- [Given problem]:
Rewrite the listing from its first line through the line containing "141 158 L 121", putting "bush" wherever "shrub" appears and changing nothing else. Leave the pictures out of your answer.

- [Material supplied]:

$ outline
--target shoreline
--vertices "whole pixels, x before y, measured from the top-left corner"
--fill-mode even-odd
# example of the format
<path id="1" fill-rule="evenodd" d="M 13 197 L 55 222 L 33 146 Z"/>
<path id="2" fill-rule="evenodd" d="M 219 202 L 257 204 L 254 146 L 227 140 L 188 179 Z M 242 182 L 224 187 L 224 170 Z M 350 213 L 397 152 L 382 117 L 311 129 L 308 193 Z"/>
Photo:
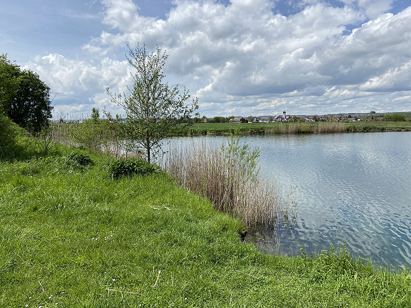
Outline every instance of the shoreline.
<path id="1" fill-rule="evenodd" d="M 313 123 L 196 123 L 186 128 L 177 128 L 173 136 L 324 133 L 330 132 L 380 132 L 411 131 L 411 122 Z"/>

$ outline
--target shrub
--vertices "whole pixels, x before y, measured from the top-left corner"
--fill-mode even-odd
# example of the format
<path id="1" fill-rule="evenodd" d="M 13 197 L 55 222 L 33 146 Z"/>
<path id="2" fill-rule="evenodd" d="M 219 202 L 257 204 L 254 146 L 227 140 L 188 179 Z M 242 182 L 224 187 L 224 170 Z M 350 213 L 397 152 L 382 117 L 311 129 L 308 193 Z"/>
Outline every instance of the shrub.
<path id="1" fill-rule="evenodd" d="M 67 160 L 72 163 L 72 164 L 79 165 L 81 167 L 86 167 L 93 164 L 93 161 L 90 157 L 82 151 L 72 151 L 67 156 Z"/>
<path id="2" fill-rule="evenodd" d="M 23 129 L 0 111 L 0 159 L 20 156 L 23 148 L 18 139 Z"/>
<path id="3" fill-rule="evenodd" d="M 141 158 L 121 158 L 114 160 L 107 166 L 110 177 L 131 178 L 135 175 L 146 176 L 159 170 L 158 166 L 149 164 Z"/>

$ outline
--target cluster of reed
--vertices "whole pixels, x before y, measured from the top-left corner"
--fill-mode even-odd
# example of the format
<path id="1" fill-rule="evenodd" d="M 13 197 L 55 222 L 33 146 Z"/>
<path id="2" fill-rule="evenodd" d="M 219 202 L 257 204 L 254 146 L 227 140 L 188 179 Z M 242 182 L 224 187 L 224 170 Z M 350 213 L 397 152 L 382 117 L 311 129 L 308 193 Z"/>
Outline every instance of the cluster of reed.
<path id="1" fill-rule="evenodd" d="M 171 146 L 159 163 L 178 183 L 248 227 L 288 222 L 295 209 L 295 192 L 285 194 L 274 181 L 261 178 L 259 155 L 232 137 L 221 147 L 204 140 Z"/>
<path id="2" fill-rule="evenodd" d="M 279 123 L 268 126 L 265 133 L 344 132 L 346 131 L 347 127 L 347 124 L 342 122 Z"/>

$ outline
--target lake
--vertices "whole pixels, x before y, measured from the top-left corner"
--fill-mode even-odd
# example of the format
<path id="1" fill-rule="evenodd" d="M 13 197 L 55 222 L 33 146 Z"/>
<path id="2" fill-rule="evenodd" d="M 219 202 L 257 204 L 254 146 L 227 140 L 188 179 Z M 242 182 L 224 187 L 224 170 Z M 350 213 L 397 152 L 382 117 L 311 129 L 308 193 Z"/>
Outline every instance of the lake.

- [Result of this exercise]:
$ outline
--target shoreline
--vertices "whole pixels, x before y, measured from the top-left corner"
--fill-mode even-odd
# example of the format
<path id="1" fill-rule="evenodd" d="M 13 197 L 55 222 L 33 146 Z"/>
<path id="2" fill-rule="evenodd" d="M 219 202 L 257 204 L 254 146 L 227 140 L 188 179 Z M 242 182 L 224 187 L 224 170 Z M 350 213 L 397 152 L 382 117 L 311 129 L 308 193 Z"/>
Photo:
Outline every instance of the shoreline.
<path id="1" fill-rule="evenodd" d="M 313 123 L 196 123 L 186 128 L 177 128 L 173 136 L 324 133 L 330 132 L 380 132 L 411 131 L 411 122 Z"/>

$ outline
--target bush
--vertices "whole pixels, x before y, measured from the top-left corner"
--fill-mode even-odd
# example of the format
<path id="1" fill-rule="evenodd" d="M 13 197 L 55 222 L 33 146 Z"/>
<path id="2" fill-rule="evenodd" d="M 219 202 L 257 204 L 254 146 L 227 140 L 188 179 Z M 242 182 L 224 187 L 224 170 Z M 350 213 L 397 152 L 382 117 L 311 129 L 308 193 Z"/>
Outline every instance of the bush.
<path id="1" fill-rule="evenodd" d="M 67 160 L 72 163 L 72 164 L 79 165 L 81 167 L 86 167 L 93 164 L 93 161 L 90 157 L 82 151 L 72 151 L 67 156 Z"/>
<path id="2" fill-rule="evenodd" d="M 23 129 L 0 111 L 0 159 L 20 156 L 23 148 L 18 139 Z"/>
<path id="3" fill-rule="evenodd" d="M 141 158 L 121 158 L 114 160 L 107 166 L 110 177 L 131 178 L 135 175 L 146 176 L 159 170 L 158 166 L 149 164 Z"/>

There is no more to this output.